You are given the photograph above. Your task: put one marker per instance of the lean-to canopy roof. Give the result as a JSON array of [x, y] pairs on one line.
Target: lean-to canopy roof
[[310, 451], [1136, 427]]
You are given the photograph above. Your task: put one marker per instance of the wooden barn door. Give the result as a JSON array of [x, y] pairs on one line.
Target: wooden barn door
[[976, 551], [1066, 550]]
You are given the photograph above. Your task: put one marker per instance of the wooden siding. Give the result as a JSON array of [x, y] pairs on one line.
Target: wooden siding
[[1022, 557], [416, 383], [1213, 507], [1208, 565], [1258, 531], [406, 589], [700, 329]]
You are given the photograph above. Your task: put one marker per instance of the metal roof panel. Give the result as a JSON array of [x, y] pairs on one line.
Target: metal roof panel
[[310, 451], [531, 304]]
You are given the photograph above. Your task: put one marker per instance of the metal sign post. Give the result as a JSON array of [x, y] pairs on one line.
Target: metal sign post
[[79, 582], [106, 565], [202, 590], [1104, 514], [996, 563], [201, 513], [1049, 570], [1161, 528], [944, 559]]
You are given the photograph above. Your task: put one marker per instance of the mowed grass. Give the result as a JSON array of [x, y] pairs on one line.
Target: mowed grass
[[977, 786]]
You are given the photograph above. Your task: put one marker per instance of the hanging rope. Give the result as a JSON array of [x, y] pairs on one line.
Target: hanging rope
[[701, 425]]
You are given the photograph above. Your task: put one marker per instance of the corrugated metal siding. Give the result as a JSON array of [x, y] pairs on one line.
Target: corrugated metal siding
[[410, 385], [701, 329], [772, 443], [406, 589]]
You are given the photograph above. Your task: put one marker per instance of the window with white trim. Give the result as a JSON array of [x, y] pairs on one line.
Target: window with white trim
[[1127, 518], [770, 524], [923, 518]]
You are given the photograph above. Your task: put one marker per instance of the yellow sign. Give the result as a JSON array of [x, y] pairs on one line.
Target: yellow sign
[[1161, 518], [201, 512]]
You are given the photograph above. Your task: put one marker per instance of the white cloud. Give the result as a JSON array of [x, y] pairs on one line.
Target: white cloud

★ ★ ★ ★

▶ **What the task requires**: Return each of the records above word for word, keeping their order and line breaks.

▶ **Exercise answer**:
You are given the photograph above. Your task: put one marker per instance of the lean-to canopy roof. Give the result as a JSON array of [x, y] pairs on one line.
Target: lean-to canopy roof
[[310, 451], [1136, 427]]
You are given the photograph above. Your task: put one marker per instance of the wooden barn door. Give the result as a JSON array of [x, y] pairs on one line.
Target: wooden barn door
[[976, 551], [1066, 550]]
You are given the photograph above. Your task: put one marker per instance of the wooden siding. Give the result as a JSON array of [x, y] pairs on one line.
Target: wooden siding
[[1022, 557], [416, 383], [1213, 507], [1208, 565], [1258, 531], [406, 589], [700, 329]]
You are given the photograph above. Your task: put one marker per instance of the metal roof panel. Give the result as a JSON array of [x, y] pairs on one line.
Target: metal roof panel
[[310, 451], [531, 304]]
You are given the photograph above. Your task: put one marker per instance of the metal sign post. Give the result as a JSON array of [x, y] pairs on one line.
Target: metal sign post
[[79, 582], [106, 565], [202, 590], [1104, 514], [996, 563], [201, 513], [1049, 570], [1161, 528], [944, 559]]
You are given the photograph above. Your task: put one marker per instance of the mowed grass. Give the result as a JSON array of [x, y] pairs on one line.
Target: mowed grass
[[977, 786]]
You are given the photograph above. Your task: put one marker per instance of the hanging rope. Give the result as a JSON array of [x, y] pairs on one line.
Target: hanging rope
[[701, 425]]
You are given the photograph above. Your task: put one marker per instance of the corrugated metal siding. Give the result as a JSON array of [x, y] pairs on one line.
Target: corrugated metal siding
[[410, 385], [701, 329], [772, 443], [406, 589]]
You are given the photograph above. Your task: put one marker per instance of the window with white trim. Give the result as a JSON array of [x, y] pairs on one line.
Target: window with white trim
[[1127, 518], [770, 524], [923, 518]]
You are given the photograph above. Your task: put one marker per instance of the yellow sign. Give the result as a JSON array of [x, y] pairs on one line.
Target: yellow sign
[[1161, 518], [201, 512]]
You are given the photograph above. Your task: put one marker per instance of the white cloud. Give the result as a JSON array of [x, y] pairs on one line.
Target: white cloud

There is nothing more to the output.